◆ Work to complete: List each line in the entries below that contains the word "slope". Letter case matters.

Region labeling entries
-- Begin --
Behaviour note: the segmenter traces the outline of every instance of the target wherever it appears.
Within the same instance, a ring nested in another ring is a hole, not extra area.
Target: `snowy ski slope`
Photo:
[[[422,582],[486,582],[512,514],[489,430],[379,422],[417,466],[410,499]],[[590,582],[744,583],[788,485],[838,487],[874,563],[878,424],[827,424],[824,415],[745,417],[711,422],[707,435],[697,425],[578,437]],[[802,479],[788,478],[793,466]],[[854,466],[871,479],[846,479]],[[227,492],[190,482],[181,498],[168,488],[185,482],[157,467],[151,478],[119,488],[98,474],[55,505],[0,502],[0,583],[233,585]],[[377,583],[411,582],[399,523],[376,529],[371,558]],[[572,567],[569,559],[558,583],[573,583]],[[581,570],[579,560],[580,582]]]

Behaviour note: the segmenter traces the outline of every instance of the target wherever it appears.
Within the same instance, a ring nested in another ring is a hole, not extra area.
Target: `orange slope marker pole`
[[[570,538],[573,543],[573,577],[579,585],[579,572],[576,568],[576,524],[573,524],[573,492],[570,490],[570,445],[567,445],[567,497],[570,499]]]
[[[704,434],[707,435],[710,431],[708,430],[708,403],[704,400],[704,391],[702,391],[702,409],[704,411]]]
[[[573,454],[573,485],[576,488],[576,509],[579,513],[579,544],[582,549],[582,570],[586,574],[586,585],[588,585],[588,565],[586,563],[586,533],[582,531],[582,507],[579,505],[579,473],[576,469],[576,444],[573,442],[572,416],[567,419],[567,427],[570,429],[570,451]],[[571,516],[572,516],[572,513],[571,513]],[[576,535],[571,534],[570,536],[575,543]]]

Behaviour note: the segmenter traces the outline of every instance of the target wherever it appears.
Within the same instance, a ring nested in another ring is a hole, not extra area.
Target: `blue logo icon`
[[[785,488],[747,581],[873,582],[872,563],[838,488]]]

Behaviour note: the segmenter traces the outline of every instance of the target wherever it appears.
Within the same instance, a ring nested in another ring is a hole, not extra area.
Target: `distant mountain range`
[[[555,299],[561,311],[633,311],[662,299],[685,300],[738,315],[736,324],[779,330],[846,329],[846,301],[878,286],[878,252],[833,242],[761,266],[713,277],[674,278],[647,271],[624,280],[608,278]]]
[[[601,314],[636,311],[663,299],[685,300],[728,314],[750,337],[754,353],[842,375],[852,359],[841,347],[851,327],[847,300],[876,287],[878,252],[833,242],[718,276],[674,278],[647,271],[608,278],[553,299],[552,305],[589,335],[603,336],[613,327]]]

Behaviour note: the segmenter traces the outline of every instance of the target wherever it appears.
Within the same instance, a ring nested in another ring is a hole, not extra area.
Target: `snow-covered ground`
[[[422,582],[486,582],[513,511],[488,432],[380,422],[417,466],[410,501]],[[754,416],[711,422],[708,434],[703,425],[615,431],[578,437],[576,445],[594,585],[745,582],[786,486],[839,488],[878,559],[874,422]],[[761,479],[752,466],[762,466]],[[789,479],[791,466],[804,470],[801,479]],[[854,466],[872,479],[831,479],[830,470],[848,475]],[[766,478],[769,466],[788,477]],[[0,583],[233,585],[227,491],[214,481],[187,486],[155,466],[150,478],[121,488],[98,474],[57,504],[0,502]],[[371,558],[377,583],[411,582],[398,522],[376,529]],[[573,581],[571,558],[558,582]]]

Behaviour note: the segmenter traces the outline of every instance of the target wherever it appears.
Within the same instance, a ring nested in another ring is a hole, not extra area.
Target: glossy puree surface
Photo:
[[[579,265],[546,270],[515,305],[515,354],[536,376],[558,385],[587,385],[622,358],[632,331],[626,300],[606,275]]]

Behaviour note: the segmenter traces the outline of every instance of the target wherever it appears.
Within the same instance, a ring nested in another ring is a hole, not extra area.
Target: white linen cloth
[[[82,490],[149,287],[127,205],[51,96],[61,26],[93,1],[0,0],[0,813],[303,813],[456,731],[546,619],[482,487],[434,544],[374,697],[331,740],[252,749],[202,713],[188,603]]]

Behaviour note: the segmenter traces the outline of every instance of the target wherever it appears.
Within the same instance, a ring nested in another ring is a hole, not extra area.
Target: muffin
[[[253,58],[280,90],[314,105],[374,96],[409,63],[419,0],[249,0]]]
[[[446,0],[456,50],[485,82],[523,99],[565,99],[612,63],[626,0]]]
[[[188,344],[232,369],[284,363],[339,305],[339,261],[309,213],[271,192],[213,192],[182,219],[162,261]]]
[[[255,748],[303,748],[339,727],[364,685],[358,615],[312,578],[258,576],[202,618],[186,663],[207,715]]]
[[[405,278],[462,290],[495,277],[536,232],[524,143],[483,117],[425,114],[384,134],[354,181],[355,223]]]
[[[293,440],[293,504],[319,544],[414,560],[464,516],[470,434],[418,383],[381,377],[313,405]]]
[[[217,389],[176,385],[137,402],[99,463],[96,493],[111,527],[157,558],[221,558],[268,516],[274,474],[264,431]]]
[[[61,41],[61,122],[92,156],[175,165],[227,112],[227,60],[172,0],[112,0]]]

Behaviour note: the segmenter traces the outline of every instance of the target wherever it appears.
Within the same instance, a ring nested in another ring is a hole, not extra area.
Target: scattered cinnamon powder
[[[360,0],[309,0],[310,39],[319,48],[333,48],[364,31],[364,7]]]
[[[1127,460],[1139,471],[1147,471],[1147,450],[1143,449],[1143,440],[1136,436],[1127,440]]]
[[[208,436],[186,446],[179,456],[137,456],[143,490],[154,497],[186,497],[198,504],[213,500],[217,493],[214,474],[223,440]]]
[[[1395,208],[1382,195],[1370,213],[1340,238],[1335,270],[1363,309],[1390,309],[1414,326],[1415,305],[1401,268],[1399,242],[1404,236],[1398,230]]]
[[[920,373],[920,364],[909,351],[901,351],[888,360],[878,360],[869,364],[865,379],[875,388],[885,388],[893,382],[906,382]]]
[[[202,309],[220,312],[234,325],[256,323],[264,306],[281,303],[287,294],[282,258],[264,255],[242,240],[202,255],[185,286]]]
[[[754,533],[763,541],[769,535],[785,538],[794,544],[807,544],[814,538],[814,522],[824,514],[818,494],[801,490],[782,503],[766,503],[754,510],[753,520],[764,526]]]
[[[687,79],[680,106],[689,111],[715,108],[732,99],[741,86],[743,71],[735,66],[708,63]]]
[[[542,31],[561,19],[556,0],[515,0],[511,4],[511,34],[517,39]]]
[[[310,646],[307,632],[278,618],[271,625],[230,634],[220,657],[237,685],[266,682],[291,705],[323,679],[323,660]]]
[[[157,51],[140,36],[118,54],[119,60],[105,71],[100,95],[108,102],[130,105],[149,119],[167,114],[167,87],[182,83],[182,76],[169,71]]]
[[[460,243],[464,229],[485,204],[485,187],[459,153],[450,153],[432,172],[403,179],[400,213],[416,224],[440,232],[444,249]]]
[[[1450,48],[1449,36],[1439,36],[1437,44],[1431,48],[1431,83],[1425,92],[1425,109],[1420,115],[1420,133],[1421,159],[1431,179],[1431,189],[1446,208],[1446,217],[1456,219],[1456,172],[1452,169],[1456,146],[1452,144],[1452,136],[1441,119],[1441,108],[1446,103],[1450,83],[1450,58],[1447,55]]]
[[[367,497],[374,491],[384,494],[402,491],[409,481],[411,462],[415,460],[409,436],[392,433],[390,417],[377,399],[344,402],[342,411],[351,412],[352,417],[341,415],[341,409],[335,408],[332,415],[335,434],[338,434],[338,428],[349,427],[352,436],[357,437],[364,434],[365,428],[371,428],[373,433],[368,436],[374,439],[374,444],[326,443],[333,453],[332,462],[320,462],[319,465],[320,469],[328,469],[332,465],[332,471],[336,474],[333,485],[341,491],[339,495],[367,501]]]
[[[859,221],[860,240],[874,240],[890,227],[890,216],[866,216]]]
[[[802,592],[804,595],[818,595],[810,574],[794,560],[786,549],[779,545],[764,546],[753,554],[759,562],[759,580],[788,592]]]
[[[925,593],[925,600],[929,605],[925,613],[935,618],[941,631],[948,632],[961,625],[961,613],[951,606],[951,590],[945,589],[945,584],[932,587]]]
-- End --
◆ Result for this task:
Target: `snowy ski slope`
Target: `orange slope marker pole`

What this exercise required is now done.